## PROBLEM TO WORK ON
Each entry is to be retyped without alteration, and no picture is to be included.

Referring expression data
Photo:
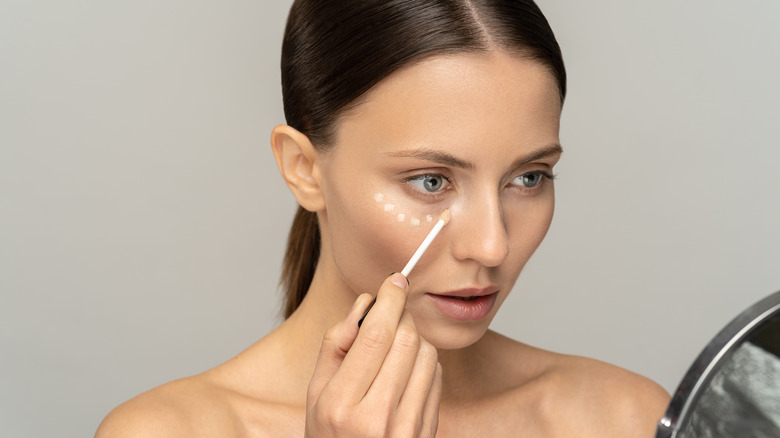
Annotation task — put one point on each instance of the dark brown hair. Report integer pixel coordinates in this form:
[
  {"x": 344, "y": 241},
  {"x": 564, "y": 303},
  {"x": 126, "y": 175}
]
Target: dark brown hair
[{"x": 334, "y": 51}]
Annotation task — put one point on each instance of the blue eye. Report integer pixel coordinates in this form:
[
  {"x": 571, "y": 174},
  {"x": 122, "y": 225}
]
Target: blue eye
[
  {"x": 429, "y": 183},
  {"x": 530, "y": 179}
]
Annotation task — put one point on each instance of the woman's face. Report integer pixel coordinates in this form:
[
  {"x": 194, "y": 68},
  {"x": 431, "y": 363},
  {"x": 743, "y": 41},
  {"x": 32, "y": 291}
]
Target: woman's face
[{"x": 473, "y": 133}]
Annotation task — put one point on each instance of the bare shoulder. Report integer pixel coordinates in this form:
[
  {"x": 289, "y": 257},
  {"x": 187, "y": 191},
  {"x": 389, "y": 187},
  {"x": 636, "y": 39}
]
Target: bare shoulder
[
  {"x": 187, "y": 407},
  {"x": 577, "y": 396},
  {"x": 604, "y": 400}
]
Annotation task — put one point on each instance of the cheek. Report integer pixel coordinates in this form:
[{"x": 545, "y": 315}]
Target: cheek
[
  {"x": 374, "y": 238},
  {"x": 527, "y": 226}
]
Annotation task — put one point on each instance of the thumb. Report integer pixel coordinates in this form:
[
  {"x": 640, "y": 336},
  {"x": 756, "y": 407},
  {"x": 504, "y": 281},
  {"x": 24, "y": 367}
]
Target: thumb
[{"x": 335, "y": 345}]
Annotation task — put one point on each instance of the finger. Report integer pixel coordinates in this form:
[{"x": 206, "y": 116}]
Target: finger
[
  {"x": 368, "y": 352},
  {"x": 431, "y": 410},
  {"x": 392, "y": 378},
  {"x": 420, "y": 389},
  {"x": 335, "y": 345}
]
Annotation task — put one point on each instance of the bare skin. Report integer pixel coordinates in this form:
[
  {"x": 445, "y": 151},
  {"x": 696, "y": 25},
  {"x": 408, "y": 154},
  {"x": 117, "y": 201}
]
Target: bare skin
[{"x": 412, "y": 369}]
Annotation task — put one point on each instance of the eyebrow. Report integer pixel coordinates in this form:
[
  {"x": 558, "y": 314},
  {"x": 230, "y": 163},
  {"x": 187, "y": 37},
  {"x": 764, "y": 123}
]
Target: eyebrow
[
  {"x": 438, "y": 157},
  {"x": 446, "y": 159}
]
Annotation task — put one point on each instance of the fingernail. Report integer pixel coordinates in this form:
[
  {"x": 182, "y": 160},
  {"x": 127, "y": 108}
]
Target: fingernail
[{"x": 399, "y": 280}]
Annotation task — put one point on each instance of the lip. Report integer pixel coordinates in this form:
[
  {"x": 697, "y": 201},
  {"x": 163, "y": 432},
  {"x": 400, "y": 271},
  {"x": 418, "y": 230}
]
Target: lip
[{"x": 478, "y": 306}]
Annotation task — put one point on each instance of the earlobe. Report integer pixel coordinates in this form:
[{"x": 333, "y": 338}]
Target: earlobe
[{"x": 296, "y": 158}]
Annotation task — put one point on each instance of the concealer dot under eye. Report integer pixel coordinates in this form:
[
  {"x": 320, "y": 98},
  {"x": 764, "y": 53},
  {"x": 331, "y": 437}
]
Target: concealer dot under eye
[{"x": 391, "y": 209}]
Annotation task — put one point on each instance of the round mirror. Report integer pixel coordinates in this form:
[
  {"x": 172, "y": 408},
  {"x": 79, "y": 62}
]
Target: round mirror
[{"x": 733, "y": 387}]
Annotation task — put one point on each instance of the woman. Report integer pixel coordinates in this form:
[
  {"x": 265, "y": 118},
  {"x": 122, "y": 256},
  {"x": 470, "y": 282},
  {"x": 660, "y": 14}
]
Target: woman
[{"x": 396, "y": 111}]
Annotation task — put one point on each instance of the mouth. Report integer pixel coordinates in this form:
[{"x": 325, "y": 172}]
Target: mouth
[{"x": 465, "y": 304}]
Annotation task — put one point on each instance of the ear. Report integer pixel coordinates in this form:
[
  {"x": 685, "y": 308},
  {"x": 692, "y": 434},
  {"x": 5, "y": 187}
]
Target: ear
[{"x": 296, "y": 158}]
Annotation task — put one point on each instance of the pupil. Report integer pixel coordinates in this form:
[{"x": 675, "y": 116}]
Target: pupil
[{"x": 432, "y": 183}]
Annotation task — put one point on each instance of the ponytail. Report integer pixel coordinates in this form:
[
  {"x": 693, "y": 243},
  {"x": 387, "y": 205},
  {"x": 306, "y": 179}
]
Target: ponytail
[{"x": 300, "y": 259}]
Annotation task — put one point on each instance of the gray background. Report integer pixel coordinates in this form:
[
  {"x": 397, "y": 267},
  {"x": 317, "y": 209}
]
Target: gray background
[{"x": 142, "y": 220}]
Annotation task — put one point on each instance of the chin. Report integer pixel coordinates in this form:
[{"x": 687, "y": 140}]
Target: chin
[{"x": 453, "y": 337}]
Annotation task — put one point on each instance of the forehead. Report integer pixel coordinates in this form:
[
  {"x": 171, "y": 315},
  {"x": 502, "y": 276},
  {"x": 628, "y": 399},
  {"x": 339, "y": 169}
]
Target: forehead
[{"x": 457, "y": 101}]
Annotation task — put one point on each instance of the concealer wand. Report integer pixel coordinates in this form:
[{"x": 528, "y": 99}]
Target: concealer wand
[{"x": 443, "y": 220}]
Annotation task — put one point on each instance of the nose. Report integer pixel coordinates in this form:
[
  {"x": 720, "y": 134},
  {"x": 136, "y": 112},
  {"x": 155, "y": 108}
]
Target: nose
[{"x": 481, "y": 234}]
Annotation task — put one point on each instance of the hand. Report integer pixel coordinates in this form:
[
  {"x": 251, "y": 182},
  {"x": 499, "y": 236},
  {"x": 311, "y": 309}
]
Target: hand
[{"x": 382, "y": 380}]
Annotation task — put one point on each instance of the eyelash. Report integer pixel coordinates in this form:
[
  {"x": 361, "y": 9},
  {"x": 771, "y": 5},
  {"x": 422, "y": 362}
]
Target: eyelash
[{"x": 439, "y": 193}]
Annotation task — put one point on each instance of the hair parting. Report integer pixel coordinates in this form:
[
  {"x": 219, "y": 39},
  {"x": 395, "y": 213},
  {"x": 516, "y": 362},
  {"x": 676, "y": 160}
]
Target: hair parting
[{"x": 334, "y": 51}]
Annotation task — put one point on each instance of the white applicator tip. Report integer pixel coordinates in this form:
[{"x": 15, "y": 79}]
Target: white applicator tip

## REPLY TO THE TASK
Photo:
Annotation task — put one point on each instance of the dark brown hair. Report integer pixel coordinates in this form:
[
  {"x": 344, "y": 241},
  {"x": 564, "y": 303},
  {"x": 126, "y": 175}
]
Target: dark brown hair
[{"x": 334, "y": 51}]
Annotation task — put one point on each instance of the blue eye. Report integer pixel coordinates in this form:
[
  {"x": 571, "y": 174},
  {"x": 122, "y": 225}
]
Target: blue eye
[
  {"x": 429, "y": 183},
  {"x": 530, "y": 179}
]
Annotation task — put one point on each instance of the woman's face. Report integer pixel coordinates in this form:
[
  {"x": 194, "y": 68},
  {"x": 431, "y": 363},
  {"x": 743, "y": 41},
  {"x": 32, "y": 291}
]
Target: woman's face
[{"x": 473, "y": 133}]
Annotation task — put one point on each instance of the bare shoulder. Report integer pixel coordinates in this form:
[
  {"x": 289, "y": 257},
  {"x": 187, "y": 191},
  {"x": 389, "y": 187},
  {"x": 636, "y": 39}
]
Target: bare shoulder
[
  {"x": 187, "y": 407},
  {"x": 577, "y": 396},
  {"x": 604, "y": 400}
]
Annotation task — put one point on each instance of the cheek. Report integer pixel coordinates in this form:
[{"x": 545, "y": 315}]
Target: cheek
[
  {"x": 374, "y": 238},
  {"x": 527, "y": 226}
]
Annotation task — put one point on each instance of the thumb. Report integer pixel coordinates in this form:
[
  {"x": 640, "y": 336},
  {"x": 756, "y": 407},
  {"x": 504, "y": 281},
  {"x": 24, "y": 367}
]
Target: thumb
[{"x": 335, "y": 345}]
Annotation task — put one point on each instance of the finger. Report integer pixel coordinates in this form:
[{"x": 206, "y": 116}]
Target: finger
[
  {"x": 368, "y": 352},
  {"x": 431, "y": 410},
  {"x": 392, "y": 378},
  {"x": 420, "y": 389},
  {"x": 335, "y": 345}
]
Annotation task — put one point on each instance of the bare skin. Report integer pixel coordinates in this form:
[
  {"x": 445, "y": 151},
  {"x": 696, "y": 25},
  {"x": 408, "y": 154},
  {"x": 117, "y": 201}
]
Target: bare skin
[{"x": 412, "y": 369}]
Annotation task — put one point on each instance of the eyebrow. Report integer pixel coordinates in this form:
[
  {"x": 558, "y": 314},
  {"x": 230, "y": 163},
  {"x": 187, "y": 37},
  {"x": 764, "y": 123}
]
Target: eyebrow
[
  {"x": 438, "y": 157},
  {"x": 446, "y": 159}
]
Annotation task — put one point on each instance of the fingernail. Report integer pixel coordinates in this form:
[
  {"x": 182, "y": 160},
  {"x": 127, "y": 108}
]
Target: fingernail
[{"x": 399, "y": 280}]
Annotation task — put one point on each instance of the lip. Report integer pixel coordinates in this form:
[
  {"x": 697, "y": 201},
  {"x": 163, "y": 432},
  {"x": 400, "y": 271},
  {"x": 418, "y": 230}
]
Target: lip
[{"x": 478, "y": 306}]
Annotation task — put one point on each instance of the earlobe. Report integer pixel coordinates in this form:
[{"x": 333, "y": 338}]
Target: earlobe
[{"x": 296, "y": 158}]
Annotation task — put one point on each instance of the concealer dot under eye. Report integer pixel coordinates in this form:
[
  {"x": 320, "y": 98},
  {"x": 764, "y": 53},
  {"x": 331, "y": 437}
]
Target: concealer dot under eye
[{"x": 391, "y": 209}]
Annotation task — put one point on each instance of the round mirror. Report integer pixel coordinates in this form:
[
  {"x": 172, "y": 408},
  {"x": 79, "y": 62}
]
Target: round mirror
[{"x": 733, "y": 387}]
Annotation task — put one point on each instance of the woman. Report integer pixel coordinates in this form:
[
  {"x": 265, "y": 118},
  {"x": 122, "y": 256},
  {"x": 470, "y": 282},
  {"x": 660, "y": 14}
]
Target: woman
[{"x": 396, "y": 111}]
Annotation task — put one point on each instance of the mouth. Report integer pixel coordinates in this form:
[{"x": 325, "y": 172}]
Target: mouth
[{"x": 465, "y": 304}]
Annotation task — put one point on each instance of the ear. Report integer pixel coordinates in this form:
[
  {"x": 685, "y": 308},
  {"x": 692, "y": 434},
  {"x": 5, "y": 187}
]
Target: ear
[{"x": 296, "y": 158}]
Annotation task — put one point on each instance of the pupil. Report integer pixel coordinates in this form:
[{"x": 675, "y": 116}]
Target: pupil
[{"x": 432, "y": 183}]
Annotation task — put one point on each instance of the ponytail. Report integer pixel coordinates in this form:
[
  {"x": 693, "y": 243},
  {"x": 387, "y": 205},
  {"x": 306, "y": 179}
]
Target: ponytail
[{"x": 300, "y": 259}]
Annotation task — put one point on each instance of the gray background. Report integer pixel coordinates in this form:
[
  {"x": 397, "y": 267},
  {"x": 317, "y": 209}
]
Target: gray background
[{"x": 142, "y": 220}]
Annotation task — put one point on each instance of the chin. Report integer pixel coordinates in this form:
[{"x": 687, "y": 140}]
Target: chin
[{"x": 453, "y": 337}]
Annotation task — put one point on each instance of the forehead. Report integer pixel coordinates in this form:
[
  {"x": 171, "y": 315},
  {"x": 502, "y": 276},
  {"x": 628, "y": 399},
  {"x": 339, "y": 169}
]
Target: forehead
[{"x": 457, "y": 101}]
Annotation task — put one point on each instance of the concealer wand. Report integer pixel coordinates in this form:
[{"x": 528, "y": 99}]
Target: concealer wand
[{"x": 443, "y": 220}]
Annotation task — put one point on each instance of the nose. Report integer pixel coordinates in this form:
[
  {"x": 720, "y": 134},
  {"x": 136, "y": 112},
  {"x": 155, "y": 108}
]
Target: nose
[{"x": 481, "y": 234}]
Annotation task — put one point on each instance of the hand. Report integer pixel coordinates in this form:
[
  {"x": 251, "y": 182},
  {"x": 499, "y": 236},
  {"x": 311, "y": 309}
]
Target: hand
[{"x": 382, "y": 380}]
Annotation task — put one point on each instance of the eyelash. Report integer pixel coordinates in this form:
[
  {"x": 361, "y": 9},
  {"x": 771, "y": 5},
  {"x": 422, "y": 362}
]
Target: eyelash
[{"x": 439, "y": 193}]
Annotation task — put one point on each instance of the hair parting. Report integer pixel coordinates in this form:
[
  {"x": 219, "y": 39},
  {"x": 395, "y": 213},
  {"x": 516, "y": 362},
  {"x": 676, "y": 160}
]
Target: hair parting
[{"x": 334, "y": 51}]
Annotation task — put one point on each instance of the white applicator tip. Report integer pixel coordinates in this form:
[{"x": 15, "y": 79}]
Target: white applicator tip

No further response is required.